'''

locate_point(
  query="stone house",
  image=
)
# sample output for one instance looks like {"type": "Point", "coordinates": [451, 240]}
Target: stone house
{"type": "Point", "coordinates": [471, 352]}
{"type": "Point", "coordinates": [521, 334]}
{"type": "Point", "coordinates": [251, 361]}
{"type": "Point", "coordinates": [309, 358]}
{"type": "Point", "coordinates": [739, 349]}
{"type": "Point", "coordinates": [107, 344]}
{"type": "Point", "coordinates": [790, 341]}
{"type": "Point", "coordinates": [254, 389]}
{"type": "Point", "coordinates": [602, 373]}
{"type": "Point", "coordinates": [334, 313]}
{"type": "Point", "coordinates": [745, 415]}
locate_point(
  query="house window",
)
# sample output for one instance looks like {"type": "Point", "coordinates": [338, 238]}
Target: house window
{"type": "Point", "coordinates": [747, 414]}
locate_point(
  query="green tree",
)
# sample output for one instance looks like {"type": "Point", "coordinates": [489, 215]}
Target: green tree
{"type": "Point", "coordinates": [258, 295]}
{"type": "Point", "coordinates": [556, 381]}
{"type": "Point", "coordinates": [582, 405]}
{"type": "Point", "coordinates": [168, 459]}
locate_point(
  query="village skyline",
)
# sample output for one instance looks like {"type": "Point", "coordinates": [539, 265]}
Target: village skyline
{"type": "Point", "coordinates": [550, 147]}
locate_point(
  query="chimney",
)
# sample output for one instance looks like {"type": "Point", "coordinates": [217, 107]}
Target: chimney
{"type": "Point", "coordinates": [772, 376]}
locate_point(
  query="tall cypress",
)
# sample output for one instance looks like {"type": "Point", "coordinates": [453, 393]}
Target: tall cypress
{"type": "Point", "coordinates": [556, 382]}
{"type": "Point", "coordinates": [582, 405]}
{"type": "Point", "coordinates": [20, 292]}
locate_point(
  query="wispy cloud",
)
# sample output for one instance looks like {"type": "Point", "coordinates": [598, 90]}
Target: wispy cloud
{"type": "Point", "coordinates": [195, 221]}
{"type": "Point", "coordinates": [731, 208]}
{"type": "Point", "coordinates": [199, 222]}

'''

▶ What you will do
Copy down the material exactly as written.

▶ Answer for the task
locate_point(
  query="stone house",
  image=
)
# sample output for one instance looks like {"type": "Point", "coordinates": [451, 240]}
Target: stone house
{"type": "Point", "coordinates": [471, 352]}
{"type": "Point", "coordinates": [521, 334]}
{"type": "Point", "coordinates": [251, 361]}
{"type": "Point", "coordinates": [309, 358]}
{"type": "Point", "coordinates": [739, 349]}
{"type": "Point", "coordinates": [107, 344]}
{"type": "Point", "coordinates": [790, 341]}
{"type": "Point", "coordinates": [254, 389]}
{"type": "Point", "coordinates": [602, 373]}
{"type": "Point", "coordinates": [334, 313]}
{"type": "Point", "coordinates": [745, 415]}
locate_point(
  query="house window",
)
# sample output for one instance looks like {"type": "Point", "coordinates": [338, 238]}
Target: house window
{"type": "Point", "coordinates": [747, 414]}
locate_point(
  query="green tree",
)
# sample output for one instance looks like {"type": "Point", "coordinates": [489, 215]}
Target: green tree
{"type": "Point", "coordinates": [258, 295]}
{"type": "Point", "coordinates": [556, 381]}
{"type": "Point", "coordinates": [582, 405]}
{"type": "Point", "coordinates": [168, 459]}
locate_point(
  query="village skyline",
)
# sample output for one instance looks like {"type": "Point", "coordinates": [539, 265]}
Target: village skyline
{"type": "Point", "coordinates": [550, 147]}
locate_point(
  query="chimney",
)
# sample output for one instance looks like {"type": "Point", "coordinates": [217, 107]}
Target: chimney
{"type": "Point", "coordinates": [772, 376]}
locate_point(
  query="tall cypress",
)
# sample output for one instance looks like {"type": "Point", "coordinates": [453, 393]}
Target: tall cypress
{"type": "Point", "coordinates": [556, 382]}
{"type": "Point", "coordinates": [582, 405]}
{"type": "Point", "coordinates": [20, 292]}
locate_point(
  query="wispy cloud",
)
# sample output for one instance looks like {"type": "Point", "coordinates": [598, 90]}
Target: wispy cloud
{"type": "Point", "coordinates": [195, 221]}
{"type": "Point", "coordinates": [731, 208]}
{"type": "Point", "coordinates": [199, 222]}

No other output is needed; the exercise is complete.